This isn't anything too special, but I sure am enjoying it. Since I bought the dried lavender for this little eye pillow a while ago, I was finally able to get around to spending the 10 minutes that this took. I think it took me longer to choose the fabric. It's just a little pouch full of dried lavender and (uncooked) rice and it stays in the freezer. I take it out when my eyes feel tired and the hint of lavender is awesome. As a matter of fact, I used it last night while laying on the couch after my walk with the dog, and woke up 9 hours later with it laying on my chest. That's a pretty powerful eye pillow. Tuesday's effort:
On Wednesday I knitted. I worked on the scarf I showed you last week. Someone, make it stop. I'm tired of it. I just want to be done with it. but it just goes on and on and on and on and on an- you get it.

This is what I worked on Thursday AND Friday. And I am still only to the point of having the fabric cut and pinned. It is a knitting needle case from the book Warm Fuzzies and I think it's awfully clever. It took a while to choose all the peices, figure out where I wanted them, and cut them to as close to Just Right as I could get. I swear, cutting fabric is my favorite part of sewing, but I will be damned if I can cut a straight line, or actually cut the measurement I mean to cut. I use a ruler, a tape measure, a fabric soluble marker, a rotary cutter, and god knows what else, and I still cant seem to get it right. I swear, I thought i was going to have to call in NASA to cut some fucking sweaters. Nonetheless it's all ready to sew. I hope that my sewing machine is prepared to cope with sewing through three layers of felt. I hope that I am ready for it. Sewing on stretchy fabrics is still sort of tricky for me.

And here's today's effort. It's a little pouch made from the sleeve of the sweater that is the outside of the needle case. The back is the big band you see above with all the orange stripes. I thought it would be good to toss in the knitting bag too and hold all the little things that HAVE to come along with you when you take a knitting or stitching project somewhere. The fun thing of all this knitting accessorization is that both of these things match the bag that has just been designated my knitting bag. Amazing, huh? It's a wool camel colored tote with orange lining, and I love it. It was my Designated Carry On for a while, but now i have a bag I like better for that. I think that no matter how hard I try to quit them, bags just find a way into my life. I have loved them since I was a little girl, and I guess I just always will. I try to fight it once in a while and donate a box or two (!!!) of them, but if five leave the house, seven more show up in their place. It's maddening.
------
*GIVEN INSTRUCTION 1*. Repeat the three point_to records below, line for line, and leave the pictures out.

*GIVEN RECORDS*.
------
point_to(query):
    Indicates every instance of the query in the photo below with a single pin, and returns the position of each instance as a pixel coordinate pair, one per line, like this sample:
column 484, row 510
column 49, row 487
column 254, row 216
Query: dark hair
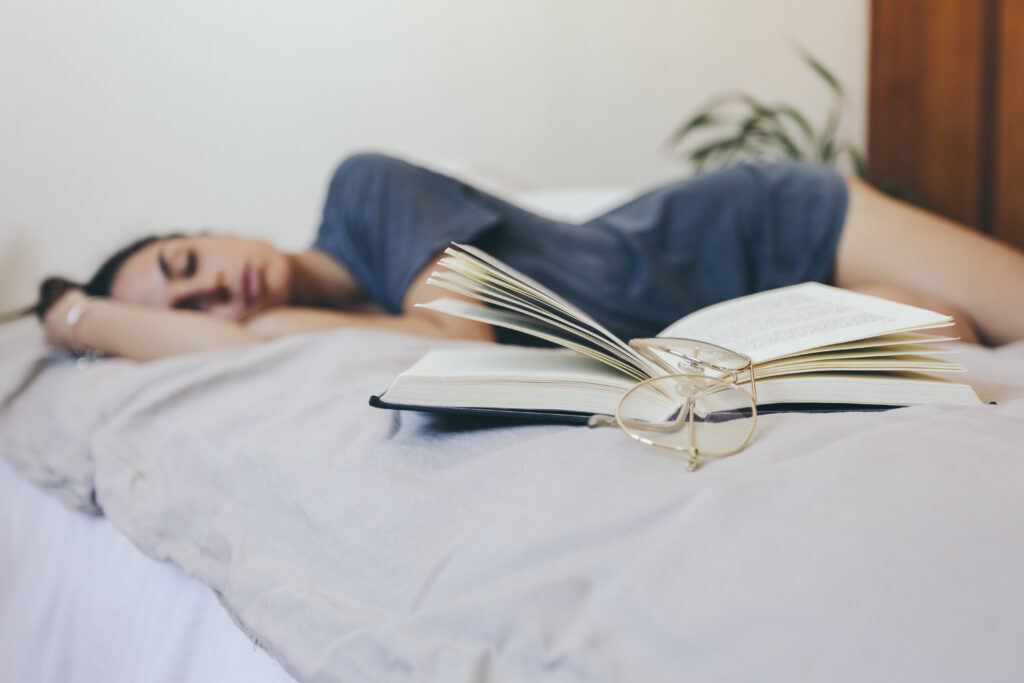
column 53, row 288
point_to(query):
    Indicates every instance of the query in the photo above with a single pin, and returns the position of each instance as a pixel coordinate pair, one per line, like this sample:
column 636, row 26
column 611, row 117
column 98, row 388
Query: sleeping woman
column 635, row 269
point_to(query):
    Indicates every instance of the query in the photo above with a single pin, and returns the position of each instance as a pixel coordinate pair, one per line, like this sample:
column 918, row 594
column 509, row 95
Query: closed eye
------
*GIVEN INSTRUCTION 2*. Reproduce the passage of the crafting post that opens with the words containing "This isn't anything" and closes with "you get it.", keeping every word as it appears.

*OUTPUT 1*.
point_to(query):
    Indicates every instance of the query in the photo below with a single pin, and returns the position of each instance as a pixel coordinate pair, one per line, like this sample:
column 484, row 510
column 49, row 487
column 254, row 216
Query: dark hair
column 53, row 288
point_to(query):
    Indicates every instance of the query in the photo above with a single pin, and returns the position of each instance as a pixel coordinate pair, one per line, like this sample:
column 636, row 26
column 611, row 117
column 98, row 388
Query: sleeping woman
column 635, row 269
point_to(query):
    Indicates every instance of the query in the photo above with a single pin, and returns the position of each instance as a pixel coordinate pair, one per line, like this sample:
column 918, row 594
column 509, row 95
Query: closed eye

*OUTPUT 2*.
This isn't anything too special, but I sure am enjoying it. Since I bought the dried lavender for this little eye pillow a while ago, I was finally able to get around to spending the 10 minutes that this took. I think it took me longer to choose the fabric. It's just a little pouch full of dried lavender and (uncooked) rice and it stays in the freezer. I take it out when my eyes feel tired and the hint of lavender is awesome. As a matter of fact, I used it last night while laying on the couch after my walk with the dog, and woke up 9 hours later with it laying on my chest. That's a pretty powerful eye pillow. Tuesday's effort:
On Wednesday I knitted. I worked on the scarf I showed you last week. Someone, make it stop. I'm tired of it. I just want to be done with it. but it just goes on and on and on and on and on an- you get it.